Rewrite the rows below as a numbered list, starting at the line that contains "Question. Provide a point on each instance of the cloud" and continuing through the last row, with blank lines omitted.

> _DATA LINES_:
• • •

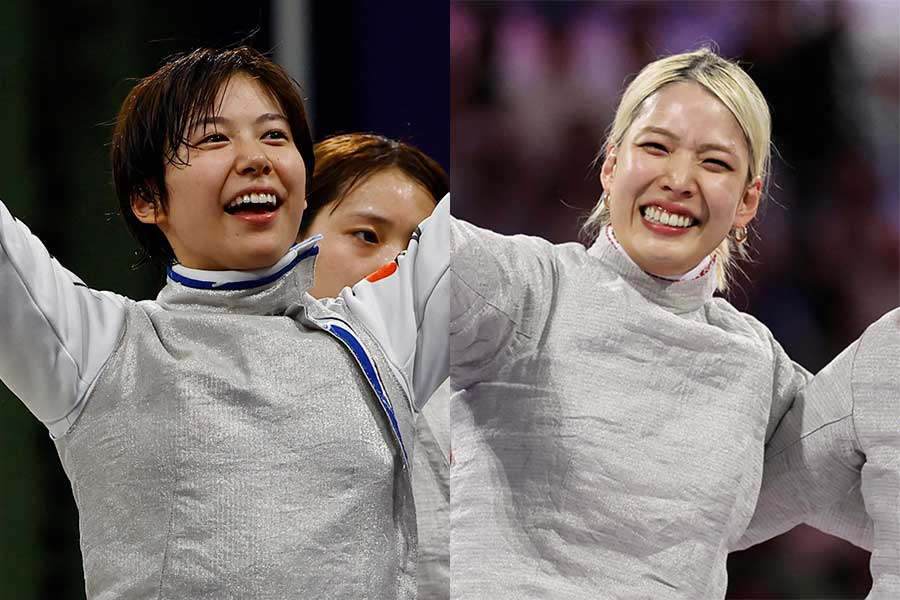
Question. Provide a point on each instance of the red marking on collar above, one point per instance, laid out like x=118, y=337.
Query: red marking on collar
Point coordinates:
x=385, y=271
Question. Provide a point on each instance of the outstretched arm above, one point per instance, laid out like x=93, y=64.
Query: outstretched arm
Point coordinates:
x=813, y=462
x=55, y=333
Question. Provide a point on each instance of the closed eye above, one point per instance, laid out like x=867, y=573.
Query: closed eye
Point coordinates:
x=366, y=235
x=213, y=138
x=656, y=147
x=275, y=134
x=718, y=163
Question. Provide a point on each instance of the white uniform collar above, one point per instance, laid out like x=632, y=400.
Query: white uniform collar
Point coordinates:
x=242, y=280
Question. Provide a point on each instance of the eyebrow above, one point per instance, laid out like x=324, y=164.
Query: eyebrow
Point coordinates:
x=368, y=215
x=701, y=148
x=263, y=118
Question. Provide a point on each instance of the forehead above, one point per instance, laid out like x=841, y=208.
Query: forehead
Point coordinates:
x=242, y=91
x=389, y=193
x=694, y=115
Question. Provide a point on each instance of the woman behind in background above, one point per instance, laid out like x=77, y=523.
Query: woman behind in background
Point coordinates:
x=366, y=198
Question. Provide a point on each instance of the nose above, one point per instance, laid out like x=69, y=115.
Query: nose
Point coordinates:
x=678, y=177
x=252, y=160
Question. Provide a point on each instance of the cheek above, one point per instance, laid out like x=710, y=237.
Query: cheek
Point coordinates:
x=722, y=197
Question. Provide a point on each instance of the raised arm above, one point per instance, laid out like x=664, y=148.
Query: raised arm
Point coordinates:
x=501, y=291
x=55, y=333
x=405, y=305
x=813, y=462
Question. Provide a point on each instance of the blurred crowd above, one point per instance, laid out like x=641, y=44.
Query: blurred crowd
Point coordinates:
x=533, y=89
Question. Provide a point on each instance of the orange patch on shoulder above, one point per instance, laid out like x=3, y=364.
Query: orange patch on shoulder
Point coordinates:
x=385, y=271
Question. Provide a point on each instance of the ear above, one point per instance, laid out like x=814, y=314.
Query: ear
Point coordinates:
x=147, y=211
x=609, y=167
x=747, y=207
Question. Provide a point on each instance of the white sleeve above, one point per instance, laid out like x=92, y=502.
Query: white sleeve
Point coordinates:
x=56, y=333
x=405, y=305
x=501, y=296
x=813, y=462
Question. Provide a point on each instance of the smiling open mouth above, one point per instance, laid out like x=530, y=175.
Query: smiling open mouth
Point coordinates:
x=253, y=203
x=658, y=216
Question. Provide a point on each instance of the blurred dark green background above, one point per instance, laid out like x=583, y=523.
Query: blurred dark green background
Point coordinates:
x=64, y=69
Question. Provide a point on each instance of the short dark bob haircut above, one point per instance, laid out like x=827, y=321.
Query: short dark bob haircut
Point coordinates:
x=347, y=160
x=163, y=108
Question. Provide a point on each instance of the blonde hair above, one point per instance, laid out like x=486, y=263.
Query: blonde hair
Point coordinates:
x=735, y=89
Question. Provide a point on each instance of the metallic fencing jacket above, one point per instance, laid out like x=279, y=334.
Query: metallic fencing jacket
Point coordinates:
x=234, y=438
x=839, y=447
x=609, y=427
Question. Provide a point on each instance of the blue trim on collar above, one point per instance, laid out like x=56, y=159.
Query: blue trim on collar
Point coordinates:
x=371, y=373
x=240, y=285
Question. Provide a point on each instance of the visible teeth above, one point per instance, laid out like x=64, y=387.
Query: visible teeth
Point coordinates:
x=657, y=215
x=253, y=199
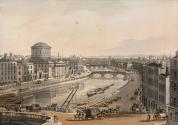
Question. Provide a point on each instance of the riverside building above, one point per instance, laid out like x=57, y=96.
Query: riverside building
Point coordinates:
x=173, y=108
x=155, y=85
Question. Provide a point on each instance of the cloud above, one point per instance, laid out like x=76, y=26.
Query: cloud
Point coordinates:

• • •

> _SOLUTION TO THE PROBLEM_:
1. Question. Provide a point on each instance of the cloud above, one point per instance, laid out like x=76, y=26.
2. Query: cloud
3. Point coordinates:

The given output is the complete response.